Passage -
▬▬▬▬▬▬

After six weeks of Wednesday Westerns, we have yet to discuss one of the genre’s most important figures: John Wayne. Mostly, I’ve wanted to time it right. There will be a lot — a lot — of John Wayne in the future of this series.
Overwhelmingly, people have urged me to examine three movies: "The Searchers," "Stagecoach," and "The Man Who Shot Liberty Valance."
I need more time on the first two, reading and watching everything I can possibly find — scripts, short stories, interviews, documentaries, analysis, you name it. So far, my approach has been to watch each of these as many times as possible, a dozen times, then write 5,000 words about it, then scrap it, saying, “There’s too much to write about in this movie,” then, after a period of brief resignation, go back and try again.
There’s no way I could even come close to analyzing the entirety of what John Ford is offering in each of these films. But a man has to try.
Starting with "The Man Who Shot Liberty Valance." Whenever I meet fellow Western fans, this is often their favorite.

▬▬▬▬▬▬

Objective A -
Identify every line in the records that contains the word "post" and copy each of those lines.

▬▬▬▬▬▬

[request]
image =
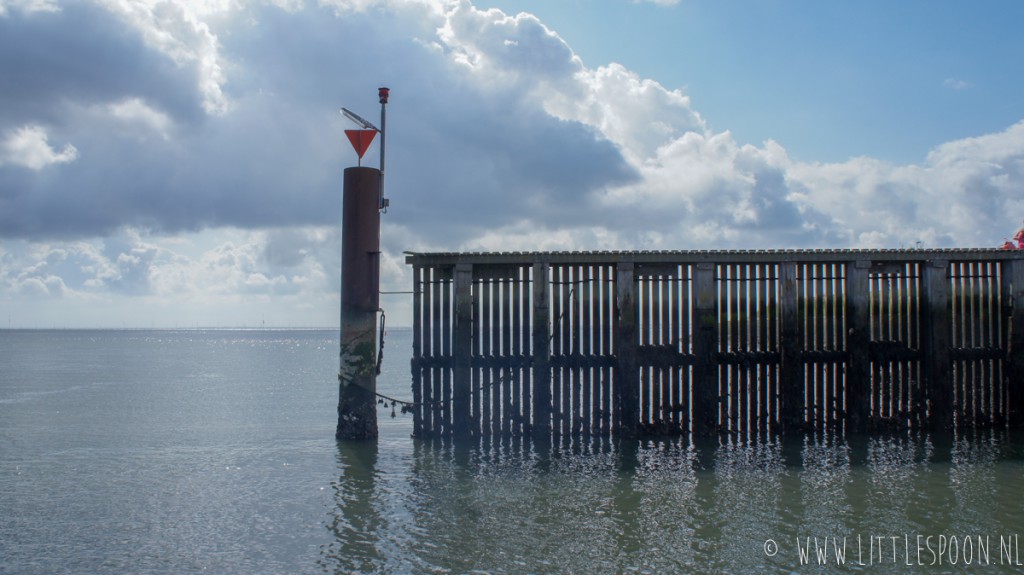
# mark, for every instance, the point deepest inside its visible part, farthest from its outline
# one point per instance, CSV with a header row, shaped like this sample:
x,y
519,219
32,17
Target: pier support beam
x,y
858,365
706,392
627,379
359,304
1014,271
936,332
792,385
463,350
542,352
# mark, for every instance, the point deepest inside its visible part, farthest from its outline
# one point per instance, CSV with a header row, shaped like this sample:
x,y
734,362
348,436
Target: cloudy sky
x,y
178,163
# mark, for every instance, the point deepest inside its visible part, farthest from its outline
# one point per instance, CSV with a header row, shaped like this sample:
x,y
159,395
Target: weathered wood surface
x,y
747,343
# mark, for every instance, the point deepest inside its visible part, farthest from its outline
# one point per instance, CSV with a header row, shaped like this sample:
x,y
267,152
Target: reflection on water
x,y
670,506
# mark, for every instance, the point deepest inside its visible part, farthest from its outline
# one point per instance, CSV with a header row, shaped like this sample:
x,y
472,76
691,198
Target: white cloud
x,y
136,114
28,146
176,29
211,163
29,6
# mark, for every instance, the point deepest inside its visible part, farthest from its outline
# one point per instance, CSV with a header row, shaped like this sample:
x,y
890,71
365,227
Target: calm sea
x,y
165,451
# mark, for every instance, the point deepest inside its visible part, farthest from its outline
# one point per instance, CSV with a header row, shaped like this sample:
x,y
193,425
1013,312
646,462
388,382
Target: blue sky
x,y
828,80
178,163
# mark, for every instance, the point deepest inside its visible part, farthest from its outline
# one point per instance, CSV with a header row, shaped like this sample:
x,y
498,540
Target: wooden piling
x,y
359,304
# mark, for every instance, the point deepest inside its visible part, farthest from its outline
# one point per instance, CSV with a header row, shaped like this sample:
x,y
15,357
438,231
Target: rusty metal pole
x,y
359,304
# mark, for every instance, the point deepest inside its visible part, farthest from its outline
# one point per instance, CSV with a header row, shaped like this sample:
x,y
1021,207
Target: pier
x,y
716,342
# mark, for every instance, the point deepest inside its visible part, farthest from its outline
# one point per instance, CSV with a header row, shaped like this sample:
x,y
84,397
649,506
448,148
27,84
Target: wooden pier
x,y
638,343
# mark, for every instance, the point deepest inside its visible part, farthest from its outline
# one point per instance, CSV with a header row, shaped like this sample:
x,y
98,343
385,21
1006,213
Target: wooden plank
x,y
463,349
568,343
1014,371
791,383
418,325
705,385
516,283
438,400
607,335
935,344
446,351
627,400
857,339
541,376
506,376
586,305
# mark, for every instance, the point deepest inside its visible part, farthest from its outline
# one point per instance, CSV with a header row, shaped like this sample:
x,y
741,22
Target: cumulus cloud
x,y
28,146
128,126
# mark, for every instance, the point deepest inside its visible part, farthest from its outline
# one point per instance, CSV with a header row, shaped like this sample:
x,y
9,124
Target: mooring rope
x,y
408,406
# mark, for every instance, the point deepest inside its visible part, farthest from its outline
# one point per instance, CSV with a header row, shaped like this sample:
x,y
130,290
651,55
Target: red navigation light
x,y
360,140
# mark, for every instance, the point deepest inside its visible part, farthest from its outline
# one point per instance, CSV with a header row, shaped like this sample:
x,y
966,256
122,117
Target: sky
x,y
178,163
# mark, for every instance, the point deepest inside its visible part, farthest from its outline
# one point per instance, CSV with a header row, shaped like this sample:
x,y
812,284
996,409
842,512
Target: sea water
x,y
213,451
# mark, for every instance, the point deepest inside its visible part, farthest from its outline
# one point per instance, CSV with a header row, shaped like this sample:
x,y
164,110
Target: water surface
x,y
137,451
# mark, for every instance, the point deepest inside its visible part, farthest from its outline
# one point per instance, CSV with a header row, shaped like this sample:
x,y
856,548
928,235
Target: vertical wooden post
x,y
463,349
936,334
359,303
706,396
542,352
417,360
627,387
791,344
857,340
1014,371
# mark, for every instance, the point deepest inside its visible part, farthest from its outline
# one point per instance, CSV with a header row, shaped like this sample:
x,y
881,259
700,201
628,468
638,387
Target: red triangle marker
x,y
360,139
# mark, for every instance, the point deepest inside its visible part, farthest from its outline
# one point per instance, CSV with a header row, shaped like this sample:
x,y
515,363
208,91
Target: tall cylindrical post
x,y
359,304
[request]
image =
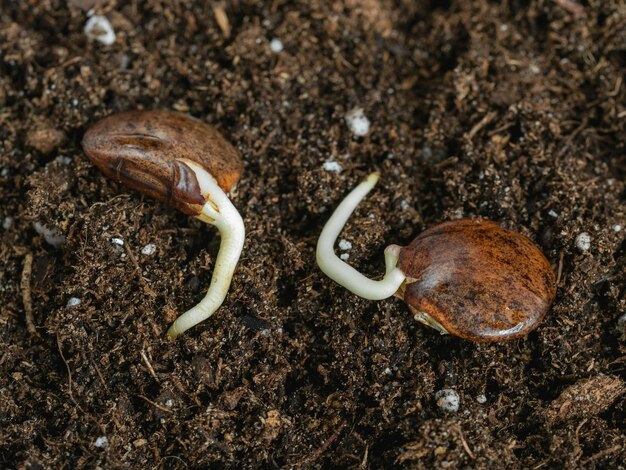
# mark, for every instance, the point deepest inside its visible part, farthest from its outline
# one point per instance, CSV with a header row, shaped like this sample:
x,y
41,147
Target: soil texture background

▬▬▬▬▬▬

Objective B -
In the passage about Wednesday Westerns, which three movies have people urged the writer to examine?

Worked answer A -
Target: vertical wooden post
Target: tall cylindrical post

Worked answer B -
"The Searchers," "Stagecoach," and "The Man Who Shot Liberty Valance."